Goal of the exercise = Restate, word for word, every line of the data.

Data Start Marker

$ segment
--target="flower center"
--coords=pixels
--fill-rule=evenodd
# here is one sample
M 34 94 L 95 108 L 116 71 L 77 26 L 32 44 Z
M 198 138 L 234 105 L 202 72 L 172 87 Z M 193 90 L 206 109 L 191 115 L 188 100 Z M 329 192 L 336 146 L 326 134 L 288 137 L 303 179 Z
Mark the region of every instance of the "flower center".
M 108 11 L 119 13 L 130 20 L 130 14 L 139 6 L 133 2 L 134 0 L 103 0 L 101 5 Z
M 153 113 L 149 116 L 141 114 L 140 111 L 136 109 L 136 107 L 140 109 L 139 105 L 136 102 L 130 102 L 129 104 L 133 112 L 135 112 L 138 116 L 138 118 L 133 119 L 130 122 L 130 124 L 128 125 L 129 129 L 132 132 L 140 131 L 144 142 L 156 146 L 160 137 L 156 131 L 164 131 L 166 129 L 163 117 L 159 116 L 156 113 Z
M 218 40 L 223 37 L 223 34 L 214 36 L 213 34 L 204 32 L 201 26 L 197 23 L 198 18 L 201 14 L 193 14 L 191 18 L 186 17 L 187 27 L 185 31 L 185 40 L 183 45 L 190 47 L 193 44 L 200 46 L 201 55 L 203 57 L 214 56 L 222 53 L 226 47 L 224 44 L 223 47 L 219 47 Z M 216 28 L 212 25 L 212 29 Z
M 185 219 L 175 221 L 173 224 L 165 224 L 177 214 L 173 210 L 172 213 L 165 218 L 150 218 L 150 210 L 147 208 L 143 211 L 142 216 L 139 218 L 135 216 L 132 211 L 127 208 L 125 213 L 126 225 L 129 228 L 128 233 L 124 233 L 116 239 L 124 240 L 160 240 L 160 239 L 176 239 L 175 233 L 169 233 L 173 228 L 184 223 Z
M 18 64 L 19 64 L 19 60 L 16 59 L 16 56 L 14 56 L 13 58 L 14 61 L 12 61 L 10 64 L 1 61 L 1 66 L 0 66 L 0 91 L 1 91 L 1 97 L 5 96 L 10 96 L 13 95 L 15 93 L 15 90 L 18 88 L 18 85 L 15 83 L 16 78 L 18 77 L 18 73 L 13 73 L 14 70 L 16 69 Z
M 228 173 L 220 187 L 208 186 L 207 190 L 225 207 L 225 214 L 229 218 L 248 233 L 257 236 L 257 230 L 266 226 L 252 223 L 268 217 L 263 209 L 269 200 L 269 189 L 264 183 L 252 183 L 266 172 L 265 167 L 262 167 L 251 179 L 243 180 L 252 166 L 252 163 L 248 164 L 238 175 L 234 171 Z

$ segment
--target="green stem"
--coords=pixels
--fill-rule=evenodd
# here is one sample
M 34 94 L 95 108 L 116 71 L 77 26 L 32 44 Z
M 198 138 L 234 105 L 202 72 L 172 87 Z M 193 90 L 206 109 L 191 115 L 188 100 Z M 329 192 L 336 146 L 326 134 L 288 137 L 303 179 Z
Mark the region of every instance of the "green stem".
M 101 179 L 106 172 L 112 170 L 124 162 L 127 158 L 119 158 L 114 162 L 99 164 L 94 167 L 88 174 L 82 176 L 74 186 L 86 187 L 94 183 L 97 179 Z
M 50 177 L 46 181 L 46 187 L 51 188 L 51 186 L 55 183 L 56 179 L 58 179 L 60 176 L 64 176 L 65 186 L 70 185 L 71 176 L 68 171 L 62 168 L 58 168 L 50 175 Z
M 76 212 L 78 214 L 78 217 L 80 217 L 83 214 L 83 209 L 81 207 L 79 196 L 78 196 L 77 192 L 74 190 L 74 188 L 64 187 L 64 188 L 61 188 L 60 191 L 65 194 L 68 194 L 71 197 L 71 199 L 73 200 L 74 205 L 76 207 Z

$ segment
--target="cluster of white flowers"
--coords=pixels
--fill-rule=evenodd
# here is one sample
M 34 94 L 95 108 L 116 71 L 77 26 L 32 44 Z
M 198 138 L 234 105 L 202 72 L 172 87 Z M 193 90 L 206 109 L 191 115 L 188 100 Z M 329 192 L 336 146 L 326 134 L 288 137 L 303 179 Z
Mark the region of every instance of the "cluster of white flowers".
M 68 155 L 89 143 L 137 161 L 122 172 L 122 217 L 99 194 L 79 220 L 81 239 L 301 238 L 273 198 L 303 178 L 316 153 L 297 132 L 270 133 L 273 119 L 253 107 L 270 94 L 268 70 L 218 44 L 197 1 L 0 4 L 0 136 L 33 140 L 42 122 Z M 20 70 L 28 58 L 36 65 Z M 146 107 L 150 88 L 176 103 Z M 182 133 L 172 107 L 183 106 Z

Data End Marker

Answer box =
$ segment
--target="flower center"
--coords=pixels
--fill-rule=evenodd
# here is one sample
M 34 94 L 95 108 L 116 71 L 77 26 L 32 44 Z
M 198 138 L 234 105 L 202 72 L 172 87 Z M 193 90 L 206 109 L 191 115 L 188 100 Z M 329 192 L 336 146 L 326 134 L 288 137 L 303 179 Z
Mark the region of every instance of the "flower center".
M 108 11 L 119 13 L 130 20 L 130 14 L 139 6 L 133 2 L 134 0 L 103 0 L 101 5 Z
M 153 113 L 149 116 L 141 114 L 140 111 L 136 109 L 136 107 L 140 109 L 139 105 L 136 102 L 130 102 L 129 104 L 133 112 L 135 112 L 138 116 L 138 118 L 133 119 L 130 122 L 130 124 L 128 125 L 129 129 L 132 132 L 140 131 L 144 142 L 156 146 L 160 137 L 156 131 L 164 131 L 166 129 L 163 117 L 159 116 L 156 113 Z
M 218 40 L 223 37 L 223 34 L 214 36 L 213 34 L 204 32 L 201 26 L 197 23 L 198 18 L 201 14 L 193 14 L 191 18 L 186 17 L 187 27 L 185 31 L 185 40 L 183 45 L 190 47 L 193 44 L 200 46 L 201 55 L 203 57 L 214 56 L 222 53 L 226 47 L 224 44 L 223 47 L 219 47 Z M 216 28 L 212 25 L 212 29 Z
M 185 219 L 175 221 L 173 224 L 165 224 L 177 214 L 173 210 L 172 213 L 165 218 L 150 218 L 150 210 L 147 208 L 143 211 L 142 216 L 139 218 L 135 216 L 132 211 L 127 208 L 125 213 L 126 225 L 129 228 L 128 233 L 124 233 L 116 239 L 124 240 L 160 240 L 160 239 L 176 239 L 175 233 L 169 233 L 173 228 L 184 223 Z
M 18 64 L 19 64 L 19 60 L 16 59 L 16 56 L 14 56 L 13 58 L 14 61 L 12 61 L 10 64 L 1 61 L 1 66 L 0 66 L 0 91 L 1 91 L 1 97 L 5 96 L 10 96 L 13 95 L 15 93 L 15 90 L 18 88 L 18 85 L 15 83 L 16 78 L 18 77 L 18 73 L 13 73 L 14 70 L 16 69 Z
M 228 173 L 220 187 L 208 186 L 207 190 L 225 207 L 225 214 L 229 218 L 248 233 L 257 236 L 257 230 L 266 226 L 252 223 L 268 217 L 263 209 L 269 200 L 269 189 L 264 183 L 252 183 L 266 172 L 265 167 L 262 167 L 251 179 L 243 180 L 252 166 L 252 163 L 248 164 L 238 175 L 234 171 Z

$ segment
--target="green stem"
--coords=pixels
--fill-rule=evenodd
# here is one sample
M 34 94 L 95 108 L 116 71 L 77 26 L 32 44 Z
M 198 138 L 234 105 L 202 72 L 172 87 Z M 193 90 L 206 109 L 191 115 L 188 100 Z M 329 192 L 336 146 L 326 134 L 288 137 L 303 179 Z
Mark the region of every instance of the "green stem".
M 101 179 L 106 172 L 112 170 L 124 162 L 127 158 L 119 158 L 114 162 L 99 164 L 94 167 L 88 174 L 82 176 L 74 186 L 86 187 L 94 183 L 97 179 Z
M 50 177 L 46 181 L 46 187 L 51 188 L 51 186 L 55 183 L 56 179 L 58 179 L 60 176 L 64 176 L 65 186 L 70 185 L 71 176 L 68 171 L 62 168 L 58 168 L 50 175 Z
M 76 212 L 78 214 L 78 217 L 80 217 L 83 214 L 83 209 L 81 207 L 79 196 L 78 196 L 77 192 L 74 190 L 74 188 L 64 187 L 64 188 L 61 188 L 60 191 L 65 194 L 68 194 L 71 197 L 71 199 L 73 200 L 74 205 L 76 207 Z

$ segment
--target="cluster of white flowers"
--coords=pixels
--fill-rule=evenodd
# here is one sample
M 34 94 L 95 108 L 116 71 L 77 26 L 32 44 Z
M 198 138 L 234 105 L 202 72 L 172 87 Z M 193 90 L 206 109 L 191 115 L 188 100 Z M 329 192 L 336 146 L 326 134 L 288 137 L 303 179 Z
Mark the region of every instance of the "cluster of white flowers".
M 68 155 L 89 143 L 137 161 L 122 172 L 122 217 L 99 194 L 79 220 L 81 239 L 301 238 L 273 198 L 303 178 L 316 153 L 297 132 L 270 133 L 273 119 L 253 107 L 270 94 L 268 70 L 218 44 L 197 1 L 0 4 L 0 136 L 33 140 L 42 122 Z M 20 70 L 28 58 L 36 65 Z M 146 107 L 150 88 L 176 103 Z M 182 133 L 172 107 L 183 106 Z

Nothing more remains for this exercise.